→ **Text provided**:

====

PLENEURETHICS
A New Concept in Healing
Volume VIII
AFTERWORD
John N. Terrey, Editor

Title | Contents | 1 - 2 - 3 - 4 - 5 - 6 - 7 - 8 - 9 - Epilogue - Afterword - Appendix - Glossary - Index - Download Book

 page 53

These eight volumes now appearing in a second edition represent the foundation for Pleneurethics—an original contribution to modern thought. It is not a product of a school of philosophy. It is the solitary fruit of a single mind with a single focus developed over many years. Richard Collier gave the volumes the subtitle of A New Concept of Healing. He explained the origin of the subtitle as follows:

            “I arrived in Hong Kong on my way to Bangkok with my book manuscript in hand looking for a printer. I met with success at the first place I tried—The South China Morning Post. The manager in charge of the job printing asked several questions:

            ‘Did I want light editing?’

            ‘Did I want a dust cover?’

            ‘If so, what kind of cover did I want?’

            And, at my departure, he threw a final question at me: ‘What title did I want?’ After a full five seconds of deliberation, I replied hesitantly, ‘A New Concept of Healing.’ Hence, the title for the first volume.

            “The second volume used the newly coined word Pleneurethics with the title of the first volume now the subtitle. Already apparent was the fact that my work was not to be limited to healing—healing, however, was to be the central motivation. As the subsequently volumes unfolded, I became aware of the obvious. My writing was creating a new field of thought larger than healing.

            “Now, many years later, if I were to be asked for a title, I would boldly respond—A New Beginning for Humanity.”

 page 54

There is no question but that Collier’s focus expanded as his thoughts deepened and as the number of volumes increased. His writings became more metaphysical. He struggled intellectually to find an operable unity for the whole of his work. In fact beyond the eight basic volumes, Collier wrote a unifying book with the title Pleneurethics: A Philosophical System Uniting Body, Brain, Mind. This book was published in 1990, almost thirty years after he began his long, lonely journey to create Pleneurethics. In this title he was very careful in the selection of his words. The word Pleneurethics was already a compressed word with a clear, connotative meaning. The words system and uniting were chosen thoughtfully. System was selected as a noun with a clearly acceptable denotative meaning. Uniting was selected as an action verb meaning to join together to become a whole. What was the whole system which was to be united? The composition of the whole was made up of body, brain, and mind. Here the sequence of the three nouns was an imperative for Collier. The brain was the essential link between the body and the mind.

Richard Collier is not an academic philosopher familiar with the long history of the philosophical struggles on what is now known as the mind/body problem. He is rather a practical thinker seeking practical solutions to real, daily problems. His sustained thinking has produced original concepts, many of which are guaranteed to make the establishment uneasy.

====

→ **Information provided**:

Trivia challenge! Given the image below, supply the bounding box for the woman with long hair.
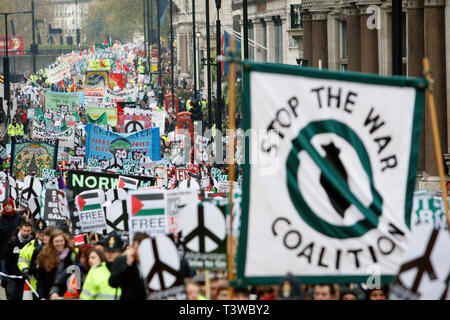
[36,229,77,300]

====

→ **Work task**: According to the afterword, where in Hong Kong did Collier find a printer for his manuscript?

→ **Written response**: The South China Morning Post